### [Page excerpt]
# Kato yard questions



## 4dimad (Dec 17, 2012)

Hello Gurus, need to you expertise. I would like to build a yard/storage for one of my 2 locomotives. I have a DC controller, single track loop + Kato passing siding kit (2 #6 turnouts - left and right). The goal is to keep one of the trains at the yard while another is running, then be able to park the active train and bring back to the loop the passive one. Does that make sense? Or I will need V3 Rail Yard Switching Set? Let me know if you need more details, I am still learning. P.S. a sample diagram would be a huge help.


----------



## DonR (Oct 18, 2012)

With a DC control system you can park a loco on
a dead track by using a simple Single Pole Single throw 
(SPST) on/off switch.

You'll need to put insulating joiners in the Right RAIL
at both ends of the siding. Then this rail is
connected to your SPST switch which takes power
from the power pack terminal that is connected to the
main layout right rails.

You really need to arrange for a 2nd track that
can be isolated so that the train on the main 
track won't move when you move the one
in the siding.

Some turnouts are 'power routing' which would
also provide 'off' power for a siding but when the
points are thrown the loco would be powered the
same as the one on the main track and you would
have no individual control.

### [Material provided]
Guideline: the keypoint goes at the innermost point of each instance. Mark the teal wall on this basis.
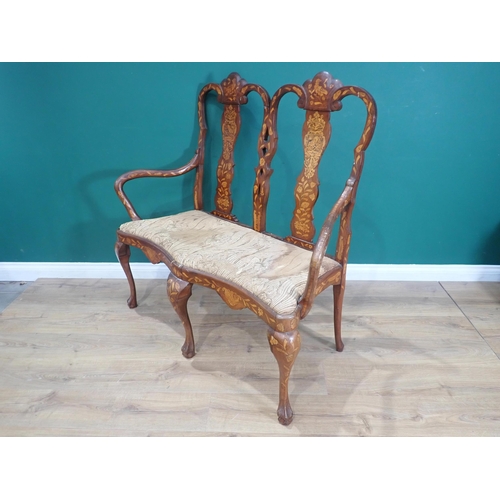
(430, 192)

* * *

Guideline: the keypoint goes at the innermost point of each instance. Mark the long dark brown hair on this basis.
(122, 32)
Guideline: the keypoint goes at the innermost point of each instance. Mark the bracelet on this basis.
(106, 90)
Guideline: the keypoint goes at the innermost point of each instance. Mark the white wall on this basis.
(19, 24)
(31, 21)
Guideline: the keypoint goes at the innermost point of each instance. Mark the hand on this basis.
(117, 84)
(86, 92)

--

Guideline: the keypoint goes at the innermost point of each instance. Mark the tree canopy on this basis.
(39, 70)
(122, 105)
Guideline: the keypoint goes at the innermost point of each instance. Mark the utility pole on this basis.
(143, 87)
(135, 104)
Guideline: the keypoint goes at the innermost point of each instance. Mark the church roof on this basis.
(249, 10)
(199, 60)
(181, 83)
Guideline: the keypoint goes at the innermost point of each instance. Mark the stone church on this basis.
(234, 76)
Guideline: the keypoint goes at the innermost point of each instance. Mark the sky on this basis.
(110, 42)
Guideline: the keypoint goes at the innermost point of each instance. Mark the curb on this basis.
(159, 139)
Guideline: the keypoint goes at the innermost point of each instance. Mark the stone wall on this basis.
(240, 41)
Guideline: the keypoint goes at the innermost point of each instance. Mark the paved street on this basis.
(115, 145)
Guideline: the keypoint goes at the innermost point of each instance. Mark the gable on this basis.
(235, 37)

### [Requests]
**a)** In the Kato yard thread, why would power-routing turnouts leave no individual control of the parked loco? Answer in one to three sentences.
**b)** Pick up the Kato yard thread after its last sentence and write what comes next.
The listing isn't needed for this.

### [Responses to the tasks]
**a)** When the points are thrown, the loco on the siding is powered the same as the one on the main track. Both locos then get the same power, so neither can be controlled on its own.

**b)**
These complications are why many of us have
moved to DCC digital controls. It provides 
individual control of each loco without all the
isolated sections and switches.

Don


----------



## Guest (Jan 15, 2019)

Don and 4dimad, you don't need anything extra with Unitrack. The #6 switches are power routing. Power only flows to the track the points are set to. If you have a passing siding made with a left and right switch you can park one train in the siding. There will be no power when the switches (turnouts) are set straight. To switch trains stop the first train where the siding is and throw both switches to curved and that track will have power. It couldn't be easier. Unitrack is designed to make running two or more trains as easy as possible with no extra wiring or insulated Unijoiners needed.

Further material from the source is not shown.